### To-do list:
1. From the news article on the KAUST big data conference, repeat word for word the part that opens with the words containing "Profesor Xuefeng Cui, Tsinghua" and closes with "the coming years.".
2. In the news article on the KAUST big data conference, who served as the conference chair?
3. Resume the news article on the KAUST big data conference, picking up right after its final sentence.

The KAUST Research Conference: Computational and Statistical Interface to Big Data brought together leading computer science researchers and statistical experts to discuss data science on campus from March 19 to 21. Photo by Andrea Bachofen-Echt.
-By David Murphy, KAUST News
The recent KAUST Research Conference: Computational and Statistical Interface to Big Data brought together leading computer science researchers and statistical experts to discuss the current state and future of data science. Held on campus from March 19 to 21, the conference covered such data science topics as succinct data representation and storage; big data visualization; parallel and distributed algorithms for inference and optimization; and analysis of large graphs and networks.
The event also covered spatial and temporal statistics; large-scale machine learning; differential privacy in big data; and technology and engineering for the big data generation. Visiting institutions included the American University of Sharjah, Aalborg University, the University of Chicago, Princeton University, the University of Technology Sydney and the University of Pennsylvania, among others.
The goal of the conference was centered on the exchange of ideas, research findings and collaboration to promote big data research at KAUST and to highlight the power of big data and how it can be applied to the benefit of numerous scientific fields in the Kingdom and globally.
Profesor Xuefeng Cui, Tsinghua University, and Xin Gao, KAUST associate professor of computer science and the conference chair during the recent Computational and Statistical Interface to Big Data research conference. Photo by Andrea Bachofen-Echt.
In his conference welcoming remark, Xin Gao, KAUST associate professor of computer science and the conference chair, took the opportunity to welcome conference guests to the campus and also highlighted the importance of big data research in the coming years.
"This conference is very important to us to promote the Big Data conversation at KAUST and worldwide. I feel it is timely needed to create such a dialogue for computer scientists, statisticians, as well as big data generators to interact and exchange their ideas and findings. At KAUST, we want to promote collaboration and create active links internationally," Gao emphasized.
"We are now in the fourth paradigm of science—data science. The massive amount of structured and unstructured data we have now poses new challenges and opportunities to the fields of computer science and statistics," he added.

### Data lines:
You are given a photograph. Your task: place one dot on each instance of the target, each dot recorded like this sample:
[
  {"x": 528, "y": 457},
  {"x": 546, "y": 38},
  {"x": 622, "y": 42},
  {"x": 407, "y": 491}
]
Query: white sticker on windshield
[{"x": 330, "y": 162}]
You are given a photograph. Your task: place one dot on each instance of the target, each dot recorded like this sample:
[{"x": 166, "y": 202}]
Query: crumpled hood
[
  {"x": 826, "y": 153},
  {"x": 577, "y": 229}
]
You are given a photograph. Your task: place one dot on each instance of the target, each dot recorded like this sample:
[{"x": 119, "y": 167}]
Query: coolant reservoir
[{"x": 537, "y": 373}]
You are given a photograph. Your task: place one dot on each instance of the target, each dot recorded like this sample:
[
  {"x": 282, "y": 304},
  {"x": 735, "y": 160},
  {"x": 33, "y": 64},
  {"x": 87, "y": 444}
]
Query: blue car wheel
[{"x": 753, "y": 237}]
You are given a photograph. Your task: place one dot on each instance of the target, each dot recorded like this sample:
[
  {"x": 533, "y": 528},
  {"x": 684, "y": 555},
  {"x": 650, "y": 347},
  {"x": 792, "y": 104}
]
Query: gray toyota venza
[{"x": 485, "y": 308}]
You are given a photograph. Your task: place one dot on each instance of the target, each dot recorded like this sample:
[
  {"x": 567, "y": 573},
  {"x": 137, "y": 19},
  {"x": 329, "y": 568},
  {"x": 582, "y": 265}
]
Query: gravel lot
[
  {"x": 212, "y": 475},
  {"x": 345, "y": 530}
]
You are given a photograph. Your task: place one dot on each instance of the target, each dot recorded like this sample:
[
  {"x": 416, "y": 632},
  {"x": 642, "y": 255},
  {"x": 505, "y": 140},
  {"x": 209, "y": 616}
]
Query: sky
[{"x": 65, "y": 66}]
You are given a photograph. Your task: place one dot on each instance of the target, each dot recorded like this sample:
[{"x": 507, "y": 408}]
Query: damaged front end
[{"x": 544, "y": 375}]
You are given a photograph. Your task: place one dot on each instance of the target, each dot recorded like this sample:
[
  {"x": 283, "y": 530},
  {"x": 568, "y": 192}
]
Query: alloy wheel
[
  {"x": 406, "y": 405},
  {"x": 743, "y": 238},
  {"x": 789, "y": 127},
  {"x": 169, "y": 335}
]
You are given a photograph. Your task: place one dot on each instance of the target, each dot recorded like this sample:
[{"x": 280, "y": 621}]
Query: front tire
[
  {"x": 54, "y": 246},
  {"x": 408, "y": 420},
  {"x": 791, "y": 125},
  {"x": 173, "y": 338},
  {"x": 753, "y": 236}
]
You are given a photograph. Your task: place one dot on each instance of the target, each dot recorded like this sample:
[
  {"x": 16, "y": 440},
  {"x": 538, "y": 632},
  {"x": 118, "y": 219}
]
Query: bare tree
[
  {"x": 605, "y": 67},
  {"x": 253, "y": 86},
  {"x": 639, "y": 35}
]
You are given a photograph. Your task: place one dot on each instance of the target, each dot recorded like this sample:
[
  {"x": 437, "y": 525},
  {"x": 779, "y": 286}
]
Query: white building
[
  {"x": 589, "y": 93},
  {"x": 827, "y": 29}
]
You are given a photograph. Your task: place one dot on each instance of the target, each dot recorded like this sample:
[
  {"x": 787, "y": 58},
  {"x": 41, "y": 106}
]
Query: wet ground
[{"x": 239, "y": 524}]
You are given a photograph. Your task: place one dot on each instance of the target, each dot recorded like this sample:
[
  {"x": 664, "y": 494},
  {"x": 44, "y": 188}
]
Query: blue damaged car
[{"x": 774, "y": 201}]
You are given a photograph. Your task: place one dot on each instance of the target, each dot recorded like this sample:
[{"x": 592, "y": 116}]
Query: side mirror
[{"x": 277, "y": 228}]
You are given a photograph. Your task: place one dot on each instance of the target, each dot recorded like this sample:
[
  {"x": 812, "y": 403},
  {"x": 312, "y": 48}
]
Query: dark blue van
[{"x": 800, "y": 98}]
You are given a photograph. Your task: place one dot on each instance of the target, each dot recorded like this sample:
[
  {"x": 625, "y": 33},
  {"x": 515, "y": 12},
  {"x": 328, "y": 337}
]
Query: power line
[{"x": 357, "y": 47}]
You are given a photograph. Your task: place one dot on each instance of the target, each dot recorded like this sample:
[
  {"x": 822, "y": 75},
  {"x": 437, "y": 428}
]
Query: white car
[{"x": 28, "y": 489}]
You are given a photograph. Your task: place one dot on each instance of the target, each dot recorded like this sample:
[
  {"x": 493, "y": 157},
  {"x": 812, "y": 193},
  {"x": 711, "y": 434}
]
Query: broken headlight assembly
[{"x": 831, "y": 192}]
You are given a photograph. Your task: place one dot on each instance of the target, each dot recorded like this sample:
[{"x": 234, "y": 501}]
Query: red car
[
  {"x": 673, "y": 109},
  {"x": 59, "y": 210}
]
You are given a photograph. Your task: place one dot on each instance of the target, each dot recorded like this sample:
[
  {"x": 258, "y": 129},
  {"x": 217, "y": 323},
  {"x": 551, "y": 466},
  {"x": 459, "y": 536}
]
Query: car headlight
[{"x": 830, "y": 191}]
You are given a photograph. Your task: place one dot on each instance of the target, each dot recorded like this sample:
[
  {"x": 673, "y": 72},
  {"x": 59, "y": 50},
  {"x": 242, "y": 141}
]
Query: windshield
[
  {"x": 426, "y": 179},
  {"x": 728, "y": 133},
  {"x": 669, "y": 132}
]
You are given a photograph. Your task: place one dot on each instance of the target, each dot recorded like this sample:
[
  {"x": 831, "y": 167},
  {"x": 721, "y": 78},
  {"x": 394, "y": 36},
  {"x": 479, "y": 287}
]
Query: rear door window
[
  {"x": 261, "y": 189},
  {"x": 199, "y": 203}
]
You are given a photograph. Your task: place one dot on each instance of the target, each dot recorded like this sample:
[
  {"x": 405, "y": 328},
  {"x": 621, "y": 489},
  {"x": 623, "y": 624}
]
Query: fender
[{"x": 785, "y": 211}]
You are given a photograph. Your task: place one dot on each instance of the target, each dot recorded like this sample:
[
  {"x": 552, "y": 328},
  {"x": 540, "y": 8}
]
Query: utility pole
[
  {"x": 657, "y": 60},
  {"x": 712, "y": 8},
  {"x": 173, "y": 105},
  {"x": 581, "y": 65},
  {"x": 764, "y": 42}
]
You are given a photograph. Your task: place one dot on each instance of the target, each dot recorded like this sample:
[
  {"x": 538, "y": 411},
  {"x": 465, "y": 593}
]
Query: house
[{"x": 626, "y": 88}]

* * *

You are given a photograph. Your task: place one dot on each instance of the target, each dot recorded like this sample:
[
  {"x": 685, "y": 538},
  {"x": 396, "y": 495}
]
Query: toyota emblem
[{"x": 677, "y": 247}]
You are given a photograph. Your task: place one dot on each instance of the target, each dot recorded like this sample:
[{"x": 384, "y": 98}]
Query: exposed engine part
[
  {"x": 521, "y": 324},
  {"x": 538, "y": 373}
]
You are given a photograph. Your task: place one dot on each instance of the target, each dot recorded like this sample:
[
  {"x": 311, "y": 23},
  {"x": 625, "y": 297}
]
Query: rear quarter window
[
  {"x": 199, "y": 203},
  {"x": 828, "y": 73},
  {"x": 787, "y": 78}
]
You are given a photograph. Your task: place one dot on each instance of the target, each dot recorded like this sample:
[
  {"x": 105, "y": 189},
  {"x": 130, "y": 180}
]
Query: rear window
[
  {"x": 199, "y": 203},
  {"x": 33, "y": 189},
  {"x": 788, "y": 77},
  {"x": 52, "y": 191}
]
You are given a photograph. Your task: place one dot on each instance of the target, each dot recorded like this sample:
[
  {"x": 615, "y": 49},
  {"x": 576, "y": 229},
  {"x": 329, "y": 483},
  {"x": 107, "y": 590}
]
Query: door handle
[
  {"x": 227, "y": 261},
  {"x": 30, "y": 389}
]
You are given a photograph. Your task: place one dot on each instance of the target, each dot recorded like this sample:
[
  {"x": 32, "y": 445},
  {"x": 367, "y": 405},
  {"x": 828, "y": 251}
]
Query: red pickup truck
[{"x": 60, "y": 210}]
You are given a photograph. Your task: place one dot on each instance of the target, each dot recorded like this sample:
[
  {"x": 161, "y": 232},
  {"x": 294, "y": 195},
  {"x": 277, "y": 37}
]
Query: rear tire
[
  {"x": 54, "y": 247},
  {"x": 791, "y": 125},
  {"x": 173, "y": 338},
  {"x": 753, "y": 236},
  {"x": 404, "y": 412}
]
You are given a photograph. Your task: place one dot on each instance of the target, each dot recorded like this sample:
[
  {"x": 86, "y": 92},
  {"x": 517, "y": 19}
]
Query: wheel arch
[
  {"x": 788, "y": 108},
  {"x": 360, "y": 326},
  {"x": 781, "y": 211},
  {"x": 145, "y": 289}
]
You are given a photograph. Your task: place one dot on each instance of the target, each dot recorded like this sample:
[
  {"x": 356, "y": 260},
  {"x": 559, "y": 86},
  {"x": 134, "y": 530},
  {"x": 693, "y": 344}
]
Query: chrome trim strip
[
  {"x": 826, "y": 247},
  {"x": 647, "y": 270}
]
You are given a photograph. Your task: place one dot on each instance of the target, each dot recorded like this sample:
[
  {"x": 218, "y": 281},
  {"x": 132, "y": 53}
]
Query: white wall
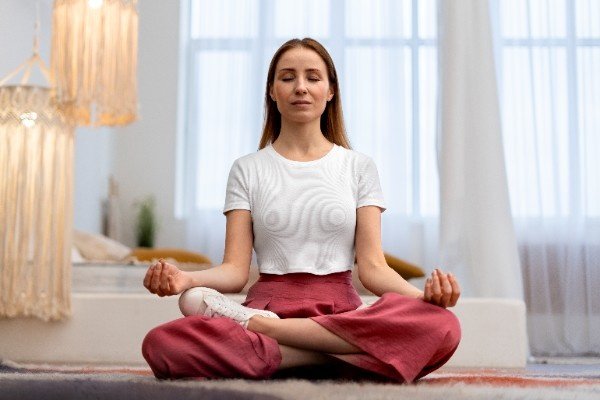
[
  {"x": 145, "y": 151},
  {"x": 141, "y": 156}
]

--

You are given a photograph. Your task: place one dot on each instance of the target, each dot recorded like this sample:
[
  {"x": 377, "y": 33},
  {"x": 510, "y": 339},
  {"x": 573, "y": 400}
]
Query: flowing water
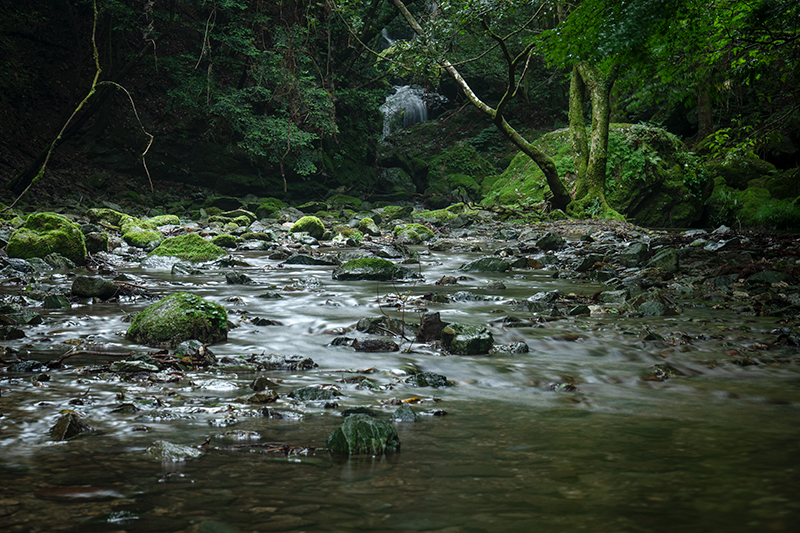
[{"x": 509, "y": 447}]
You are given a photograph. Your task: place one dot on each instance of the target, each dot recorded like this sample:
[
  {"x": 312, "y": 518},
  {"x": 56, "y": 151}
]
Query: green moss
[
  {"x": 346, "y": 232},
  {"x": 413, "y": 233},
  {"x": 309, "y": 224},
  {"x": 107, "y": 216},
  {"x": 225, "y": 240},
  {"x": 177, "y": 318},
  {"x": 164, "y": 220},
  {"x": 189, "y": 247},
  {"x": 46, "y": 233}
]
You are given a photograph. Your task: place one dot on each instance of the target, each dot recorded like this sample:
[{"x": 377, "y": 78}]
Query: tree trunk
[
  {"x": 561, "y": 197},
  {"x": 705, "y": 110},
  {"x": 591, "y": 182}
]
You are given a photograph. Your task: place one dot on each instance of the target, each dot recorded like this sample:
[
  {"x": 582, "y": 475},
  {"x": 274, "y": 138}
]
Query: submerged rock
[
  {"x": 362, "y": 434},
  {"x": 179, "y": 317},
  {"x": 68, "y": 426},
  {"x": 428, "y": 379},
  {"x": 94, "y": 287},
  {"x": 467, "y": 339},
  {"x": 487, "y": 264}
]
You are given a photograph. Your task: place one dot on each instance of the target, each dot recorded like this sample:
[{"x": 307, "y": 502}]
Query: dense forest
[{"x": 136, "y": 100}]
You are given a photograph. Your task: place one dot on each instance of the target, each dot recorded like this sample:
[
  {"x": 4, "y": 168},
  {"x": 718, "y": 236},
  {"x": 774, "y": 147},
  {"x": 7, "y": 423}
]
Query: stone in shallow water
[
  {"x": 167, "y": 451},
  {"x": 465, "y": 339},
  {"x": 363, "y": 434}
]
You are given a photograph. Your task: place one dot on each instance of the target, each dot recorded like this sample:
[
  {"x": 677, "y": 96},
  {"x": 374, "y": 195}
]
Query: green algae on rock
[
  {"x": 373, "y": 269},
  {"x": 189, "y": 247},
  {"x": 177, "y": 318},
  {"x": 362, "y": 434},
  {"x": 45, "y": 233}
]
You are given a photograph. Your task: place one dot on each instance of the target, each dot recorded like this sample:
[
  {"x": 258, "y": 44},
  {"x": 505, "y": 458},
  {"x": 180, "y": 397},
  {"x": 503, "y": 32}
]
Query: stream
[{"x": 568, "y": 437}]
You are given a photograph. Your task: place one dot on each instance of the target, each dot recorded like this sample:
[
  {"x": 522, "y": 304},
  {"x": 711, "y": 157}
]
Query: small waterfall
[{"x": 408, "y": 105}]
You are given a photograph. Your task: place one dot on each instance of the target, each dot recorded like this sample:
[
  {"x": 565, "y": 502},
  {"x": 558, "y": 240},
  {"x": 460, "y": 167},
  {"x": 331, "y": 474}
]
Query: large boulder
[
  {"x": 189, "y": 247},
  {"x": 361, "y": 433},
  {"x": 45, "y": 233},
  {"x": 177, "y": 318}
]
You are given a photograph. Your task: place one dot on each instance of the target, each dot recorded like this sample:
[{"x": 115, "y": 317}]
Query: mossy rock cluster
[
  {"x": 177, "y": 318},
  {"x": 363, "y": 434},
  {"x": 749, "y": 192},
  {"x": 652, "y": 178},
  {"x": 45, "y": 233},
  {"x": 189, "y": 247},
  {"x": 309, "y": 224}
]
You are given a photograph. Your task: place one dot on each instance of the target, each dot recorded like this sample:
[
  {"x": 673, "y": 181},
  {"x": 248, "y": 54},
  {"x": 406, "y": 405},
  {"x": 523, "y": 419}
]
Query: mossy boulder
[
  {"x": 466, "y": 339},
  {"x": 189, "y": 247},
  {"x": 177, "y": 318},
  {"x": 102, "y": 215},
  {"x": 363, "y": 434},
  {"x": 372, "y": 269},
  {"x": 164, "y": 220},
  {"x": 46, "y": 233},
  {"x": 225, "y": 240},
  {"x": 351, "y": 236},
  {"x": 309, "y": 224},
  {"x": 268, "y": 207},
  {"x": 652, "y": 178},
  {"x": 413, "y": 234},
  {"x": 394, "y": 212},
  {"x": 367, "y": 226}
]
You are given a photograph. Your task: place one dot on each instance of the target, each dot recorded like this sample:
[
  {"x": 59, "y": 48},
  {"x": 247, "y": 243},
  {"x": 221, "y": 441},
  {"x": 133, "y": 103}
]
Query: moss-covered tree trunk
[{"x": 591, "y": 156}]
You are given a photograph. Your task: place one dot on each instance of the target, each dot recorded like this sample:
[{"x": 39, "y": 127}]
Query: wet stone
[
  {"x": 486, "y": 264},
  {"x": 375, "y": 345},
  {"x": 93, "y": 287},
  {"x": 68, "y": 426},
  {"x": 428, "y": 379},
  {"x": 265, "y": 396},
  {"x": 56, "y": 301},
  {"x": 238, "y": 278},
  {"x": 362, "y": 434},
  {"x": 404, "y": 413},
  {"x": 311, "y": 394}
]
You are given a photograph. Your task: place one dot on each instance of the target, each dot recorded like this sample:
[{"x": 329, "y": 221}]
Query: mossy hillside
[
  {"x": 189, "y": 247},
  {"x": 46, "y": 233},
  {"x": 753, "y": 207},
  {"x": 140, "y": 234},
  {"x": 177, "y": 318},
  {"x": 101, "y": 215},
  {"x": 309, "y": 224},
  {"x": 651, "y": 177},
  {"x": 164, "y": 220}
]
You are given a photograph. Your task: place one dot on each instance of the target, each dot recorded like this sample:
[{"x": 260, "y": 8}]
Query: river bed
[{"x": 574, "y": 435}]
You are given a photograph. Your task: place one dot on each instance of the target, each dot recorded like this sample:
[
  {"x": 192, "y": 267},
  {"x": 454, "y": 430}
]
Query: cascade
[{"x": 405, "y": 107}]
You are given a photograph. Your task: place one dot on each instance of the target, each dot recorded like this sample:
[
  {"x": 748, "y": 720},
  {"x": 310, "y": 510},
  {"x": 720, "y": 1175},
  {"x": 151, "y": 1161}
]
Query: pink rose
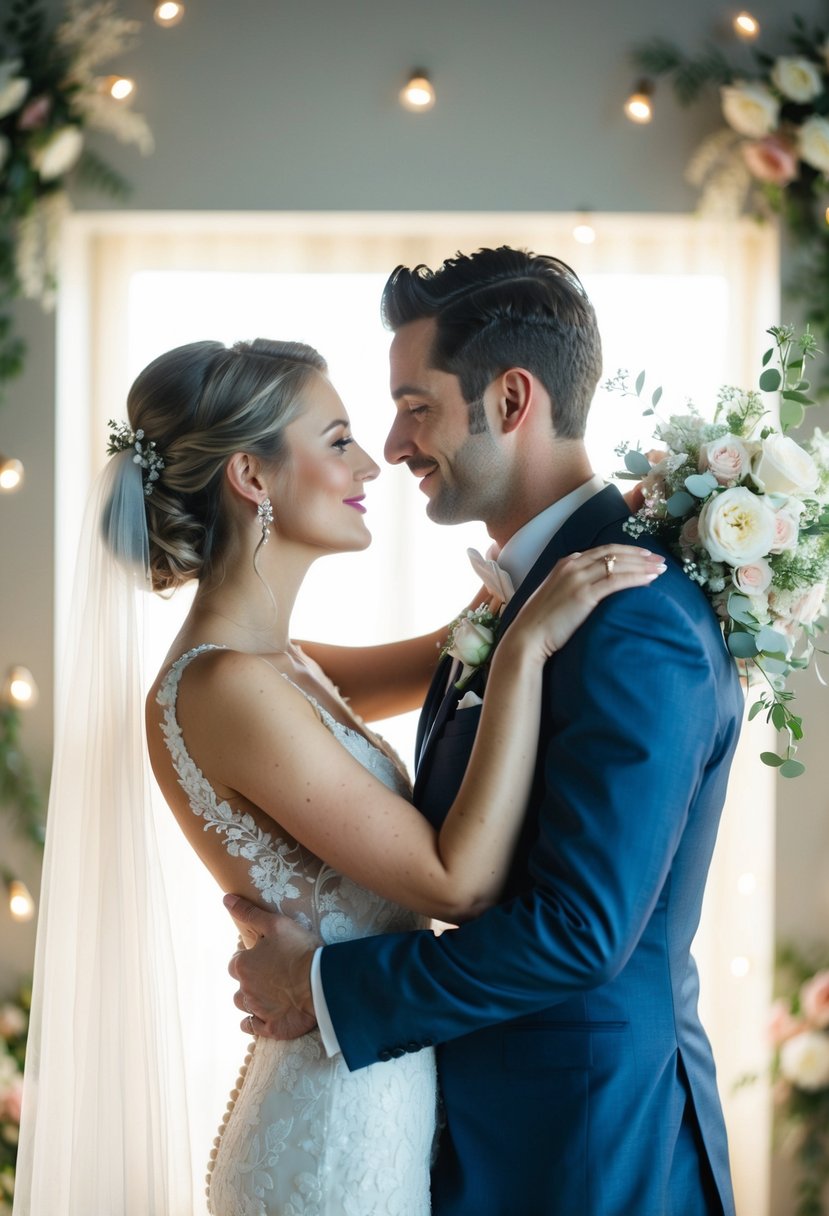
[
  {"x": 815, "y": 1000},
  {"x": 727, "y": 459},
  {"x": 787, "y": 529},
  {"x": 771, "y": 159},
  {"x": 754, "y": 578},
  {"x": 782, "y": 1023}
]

### The answers:
1.
Profesor Xuefeng Cui, Tsinghua University, and Xin Gao, KAUST associate professor of computer science and the conference chair during the recent Computational and Statistical Interface to Big Data research conference. Photo by Andrea Bachofen-Echt.
In his conference welcoming remark, Xin Gao, KAUST associate professor of computer science and the conference chair, took the opportunity to welcome conference guests to the campus and also highlighted the importance of big data research in the coming years.

2. Xin Gao, KAUST associate professor of computer science

3.
Hernando Ombao, KAUST professor of statistics, speaks during the recent Computational and Statistical Interface to Big Data research conference. Photo by Andrea Bachofen-Echt.
In his keynote address entitled "Challenges in the Analysis of High Dimensional Brain Signals" Hernando Ombao, KAUST professor of statistics, explained how advances in imaging technology have given unparalleled access neuroscientists into how the brain "works" and the challenges that still remain in analyzing brain data.
"There is not one way to easily characterize the health of an individual. One of the challenges for data scientists is to characterize brain activity, and in particular the connectivity between brain regions," Ombao said. "Complex structure in the data, high dimensionality and large data sets are among the other challenges."
Tony Cai, vice dean and the Dorothy Silberberg professor of statistics at the Wharton School of the University of Pennsylvania, spoke on the interplay between statistical accuracy and computational efficiency in two specific problems. Photo by Andrea Bachofen-Echt.
In the opening keynote address of the conference's second day, Tony Cai, vice dean and the Dorothy Silberberg professor of statistics at the Wharton School of the University of Pennsylvania, spoke on the interplay between statistical accuracy and computational efficiency in two specific problems. The problems Cai discussed were submatrix localization and sparse matrix detection based on a noisy observation of a large matrix.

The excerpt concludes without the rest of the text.